== EXERCISE SET ==
1. From the passage on load port units, transcribe the part that opens with the words containing "In this embodiment, in" and closes with "the outer circumference of the LPU base opening portion 315.".
2. In the passage on load port units, what is arranged as the first sealing member between the LPU door 312 and the LPU base 311?
3. Resume the passage on load port units after its final sentence, continuing the description in the same technical style.

== PROVIDED PASSAGE ==
The load port unit 3 is arranged as an interface between the delivery zone 11 and the external space. In this embodiment, three load port units (LPUs) 301 are arranged as the load port unit 3, and the internal space of the pod 401 and the delivery zone 11 are communicated to each other by opening the lid 402 of the pod (see the pod 401 illustrated in FIG. 3 or the like) by each of the LPUs 301. Each of the LPUs 301 includes an LPU base 311 having the LPU base opening portion 315 (the above-mentioned opening portion) as the above-mentioned first opening portion and functioning as one wall surface of the delivery zone 11, the LPU door 312 that opens or closes the LPU base opening portion 315, and the LPU mounting table 316 on which the pod 401 is mountable, for performing approach and separation of the pod 401 to and from the LPU base opening portion 315. That is, the LPU base 311 serves as a wall for isolating the external space and the delivery zone 11 from each other. The LPU door 312 performs the above-mentioned opening and closing of the LPU base opening portion 315 and fixing and unfixing of the lid 402 to and from the pod 401, thus removing and mounting the lid 402 from and to the pod 401.

The opening and closing of the lid 402 of the pod 401 that contains a wafer or the like that is an object to be contained, i.e., the removal of the lid 402 is performed by the LPU door 312. That is, the LPU door 312 can hold the lid 402 of the pod 401, and by opening the LPU base opening portion 315 under a state of holding the lid 402, the inside of the pod 401 and the delivery zone 11 are communicated to each other. With this configuration, the object to be contained can be delivered from the pod 401 to the delivery zone 11. A door drive mechanism (not shown) that drives the LPU door 312 to perform the opening and closing of the LPU base opening portion 315 and a transportation robot 21 that performs insertion and removal of a wafer (not shown) to and from the inside of the pod 401 are arranged in the delivery zone 11. The transportation robot 21 performs the transportation of the wafer right below the FFU 13 in the delivery zone 11, and further performs insertion and removal of a wafer (not shown) to and from a processing chamber (not shown) via an interface 19 on the processing chamber side. Although a so-called SCARA type and a single axis type are used in combination for the transportation robot 21 in this embodiment, the present invention is not limited to this scheme, but various robots may be used.

In this embodiment, in order to prevent the level of the nitrogen atmosphere in the EFEM unit 1 from being decreased, a first O-ring 314a is arranged as a first sealing member between the LPU door 312 and the LPU base 311 along an outer circumference of the LPU base opening portion 315. The delivery zone 11 in the EFEM unit 1 is sealed with respect to the external space by the first O-ring 314a. In addition, a second O-ring 314b corresponding to a pod sealing surface 401a of the pod 401 is arranged on a wall of the LPU base 311 on the external space side along the outer circumference of the LPU base opening portion 315.

== DATASET ROWS ==

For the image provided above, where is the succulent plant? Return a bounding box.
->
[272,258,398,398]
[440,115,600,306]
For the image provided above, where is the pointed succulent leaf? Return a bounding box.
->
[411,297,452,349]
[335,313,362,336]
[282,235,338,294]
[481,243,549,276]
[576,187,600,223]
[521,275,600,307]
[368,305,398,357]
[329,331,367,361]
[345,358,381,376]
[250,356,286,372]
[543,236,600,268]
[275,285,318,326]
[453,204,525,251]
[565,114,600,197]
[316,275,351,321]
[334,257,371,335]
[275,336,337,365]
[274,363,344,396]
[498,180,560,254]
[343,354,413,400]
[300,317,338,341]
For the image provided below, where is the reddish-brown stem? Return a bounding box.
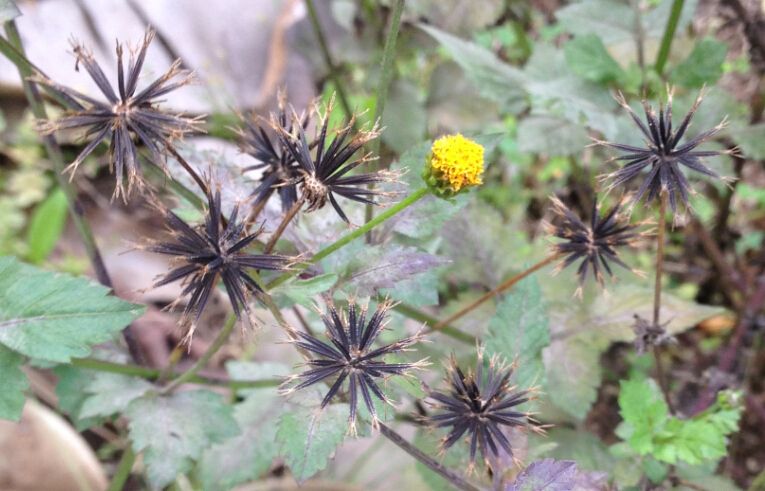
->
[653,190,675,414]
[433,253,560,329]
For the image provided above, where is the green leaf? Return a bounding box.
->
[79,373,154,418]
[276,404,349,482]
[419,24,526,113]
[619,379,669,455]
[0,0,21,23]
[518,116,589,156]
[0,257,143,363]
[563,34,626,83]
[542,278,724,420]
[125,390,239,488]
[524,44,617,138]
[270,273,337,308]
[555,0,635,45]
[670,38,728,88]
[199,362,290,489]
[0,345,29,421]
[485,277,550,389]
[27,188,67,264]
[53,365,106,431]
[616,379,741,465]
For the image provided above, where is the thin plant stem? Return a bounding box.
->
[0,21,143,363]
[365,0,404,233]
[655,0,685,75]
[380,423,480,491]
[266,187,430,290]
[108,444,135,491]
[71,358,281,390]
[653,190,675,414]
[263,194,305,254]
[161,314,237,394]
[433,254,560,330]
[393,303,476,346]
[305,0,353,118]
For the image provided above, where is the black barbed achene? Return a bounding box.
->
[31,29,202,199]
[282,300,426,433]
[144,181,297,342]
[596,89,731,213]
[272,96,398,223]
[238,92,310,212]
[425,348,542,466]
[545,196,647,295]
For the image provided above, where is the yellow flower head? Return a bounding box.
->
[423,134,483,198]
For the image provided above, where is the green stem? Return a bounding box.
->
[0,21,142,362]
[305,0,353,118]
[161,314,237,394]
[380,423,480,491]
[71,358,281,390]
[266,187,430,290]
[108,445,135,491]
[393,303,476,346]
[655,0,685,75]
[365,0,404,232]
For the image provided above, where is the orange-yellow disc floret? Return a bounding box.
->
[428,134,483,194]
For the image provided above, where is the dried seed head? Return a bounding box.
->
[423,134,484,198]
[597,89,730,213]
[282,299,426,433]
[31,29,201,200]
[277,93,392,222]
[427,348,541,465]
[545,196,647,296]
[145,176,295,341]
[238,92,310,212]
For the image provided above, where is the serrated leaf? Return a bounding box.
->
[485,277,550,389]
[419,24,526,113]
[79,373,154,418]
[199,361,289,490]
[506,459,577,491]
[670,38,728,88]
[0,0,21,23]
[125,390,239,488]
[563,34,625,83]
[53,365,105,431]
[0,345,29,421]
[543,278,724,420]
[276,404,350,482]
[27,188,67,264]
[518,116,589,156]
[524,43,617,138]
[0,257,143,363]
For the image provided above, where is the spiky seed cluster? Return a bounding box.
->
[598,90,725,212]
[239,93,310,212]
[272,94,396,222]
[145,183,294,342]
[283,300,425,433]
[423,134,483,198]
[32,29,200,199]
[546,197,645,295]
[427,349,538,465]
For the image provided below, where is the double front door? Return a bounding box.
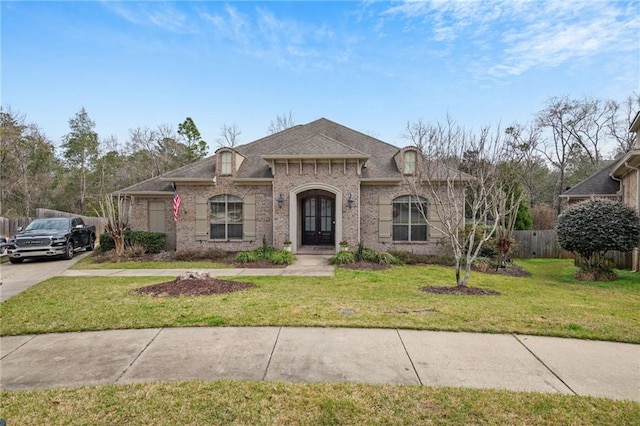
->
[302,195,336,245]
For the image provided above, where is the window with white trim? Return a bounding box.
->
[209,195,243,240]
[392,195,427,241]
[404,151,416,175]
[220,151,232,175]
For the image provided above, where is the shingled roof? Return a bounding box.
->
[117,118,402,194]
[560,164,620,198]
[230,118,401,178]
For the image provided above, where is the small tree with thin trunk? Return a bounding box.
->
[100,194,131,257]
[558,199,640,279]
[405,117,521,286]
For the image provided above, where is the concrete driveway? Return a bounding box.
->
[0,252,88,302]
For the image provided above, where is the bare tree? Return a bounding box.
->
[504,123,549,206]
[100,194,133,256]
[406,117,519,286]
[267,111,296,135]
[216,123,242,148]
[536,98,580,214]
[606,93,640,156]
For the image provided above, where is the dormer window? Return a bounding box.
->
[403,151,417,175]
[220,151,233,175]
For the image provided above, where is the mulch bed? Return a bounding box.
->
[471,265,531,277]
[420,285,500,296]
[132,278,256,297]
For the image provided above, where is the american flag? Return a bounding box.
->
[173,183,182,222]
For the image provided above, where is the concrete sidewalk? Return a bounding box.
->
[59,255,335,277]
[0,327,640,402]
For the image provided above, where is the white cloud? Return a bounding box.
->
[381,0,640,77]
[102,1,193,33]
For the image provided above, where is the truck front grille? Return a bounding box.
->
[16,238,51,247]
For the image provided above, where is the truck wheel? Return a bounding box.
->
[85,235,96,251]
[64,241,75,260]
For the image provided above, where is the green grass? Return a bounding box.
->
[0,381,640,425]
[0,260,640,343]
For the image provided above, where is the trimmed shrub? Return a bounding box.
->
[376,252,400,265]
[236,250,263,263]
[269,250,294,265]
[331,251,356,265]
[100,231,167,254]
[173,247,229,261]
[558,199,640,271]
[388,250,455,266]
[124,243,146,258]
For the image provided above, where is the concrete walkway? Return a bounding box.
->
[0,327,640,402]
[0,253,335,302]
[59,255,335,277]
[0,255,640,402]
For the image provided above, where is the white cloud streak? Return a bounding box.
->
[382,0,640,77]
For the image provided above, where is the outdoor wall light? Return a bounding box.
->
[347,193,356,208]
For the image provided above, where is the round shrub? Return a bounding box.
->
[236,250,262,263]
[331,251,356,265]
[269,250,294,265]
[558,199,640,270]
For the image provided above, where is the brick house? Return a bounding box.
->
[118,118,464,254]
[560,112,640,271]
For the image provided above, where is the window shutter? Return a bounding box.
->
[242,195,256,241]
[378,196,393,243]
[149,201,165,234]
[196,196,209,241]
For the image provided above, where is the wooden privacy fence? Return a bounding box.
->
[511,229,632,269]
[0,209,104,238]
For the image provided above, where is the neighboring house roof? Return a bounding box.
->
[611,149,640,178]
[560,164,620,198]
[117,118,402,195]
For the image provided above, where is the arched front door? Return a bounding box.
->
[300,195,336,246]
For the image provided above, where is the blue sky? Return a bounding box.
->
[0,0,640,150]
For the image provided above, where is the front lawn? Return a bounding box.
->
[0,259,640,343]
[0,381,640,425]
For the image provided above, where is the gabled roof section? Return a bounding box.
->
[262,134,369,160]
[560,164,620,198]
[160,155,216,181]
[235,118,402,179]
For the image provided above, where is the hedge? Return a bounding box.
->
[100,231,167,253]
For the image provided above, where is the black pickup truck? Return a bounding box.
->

== ANSWERS ==
1.
In this embodiment, in order to prevent the level of the nitrogen atmosphere in the EFEM unit 1 from being decreased, a first O-ring 314a is arranged as a first sealing member between the LPU door 312 and the LPU base 311 along an outer circumference of the LPU base opening portion 315. The delivery zone 11 in the EFEM unit 1 is sealed with respect to the external space by the first O-ring 314a. In addition, a second O-ring 314b corresponding to a pod sealing surface 401a of the pod 401 is arranged on a wall of the LPU base 311 on the external space side along the outer circumference of the LPU base opening portion 315.

2. A first O-ring 314a.

3.
The second O-ring 314b corresponds to a second sealing member according to the present invention. The sealing surface is brought into abutment against the second O-ring 314b and nips the second O-ring 314b with the LPU base 311, thus spatially isolating the inside of the pod 401 from the external space when the lid 402 is opened. That is, when the pod 401 is not at a lid opening and closing position, the EFEM unit 1 is separated from the external space by the first O-ring 314a, and when the pod 401 is at the lid opening and closing position, the EFEM unit 1 and the inside of the pod 401 are separated from the external space by the second O-ring 314b. In other words, the first sealing member 314a secures tightness between the LPU door 312 and the LPU base 311 in the delivery zone 11, and the second sealing member 314b secures tightness between the pod 401 and the LPU base 311 in the external space. Although a so-called O-ring is used as the sealing member in this embodiment, the sealing member is not limited to the O-ring so long as the sealing member is a member having a similar sealing function.

The LPU door 312 is described next. In the present invention, as illustrated in FIG. 3, an LPU door abutment surface 312a of the LPU door 312, which is a surface that is brought into abutment against the lid 401, protrudes toward the pod 401 side from an imaginary plane defined by a portion of the second sealing member 314b, which is brought into abutment against the pod sealing surface 401a of the pod 401. In other words, the abutment surface 312a that is a surface of the LPU door 312 on the external space side protrudes toward the external space side with respect to an imaginary plane defined by a sealing region of the second sealing member 314b.

Steps of actually mounting and fixing the pod 401 and removing the lid 402 with respect to the LPU 301 having the above-mentioned configuration are described. FIGS. 4A to 4D schematically illustrate a series of the steps. Normally, the pod 401 is transported in a so-called clean room and mounted on the LPU mounting table 316. However, the cleanliness of the clean room in which the pod 401 is transported is lower than that of the delivery zone 11, and hence as indicated by the first step of FIGS. 4A to 4D, for example, a contaminant adheres to or floats around an outer surface of the lid 402 in a form of a dust or the like 411.

A case of opening the lid 402 by using a related-art load port unit under a state in which the dust or the like 411 adheres to the lid 402 is described with reference to FIGS. 5A to 5D. FIGS. 5A to 5D illustrate a sequence of steps of removing the lid in a similar manner to the steps illustrated in FIGS. 4A to 4D. In the related art, the above-mentioned imaginary plane defined by the second sealing member 314b is configured to protrude from the LPU door 312 with respect to the pod 401. When a surface 402a of the lid 402 is brought close to the outer surface of the LPU door 312 under a state indicated as the first step in FIGS. 5A to 5D, as indicated as the next step in FIGS. 5A to 5D, the dust or the like 411 that adheres to or floats around the surface of the lid 402 is collected in a space enclosed by the surface 312a of the LPU door 312, the surface 402a of the lid 402, and the second sealing member 314b.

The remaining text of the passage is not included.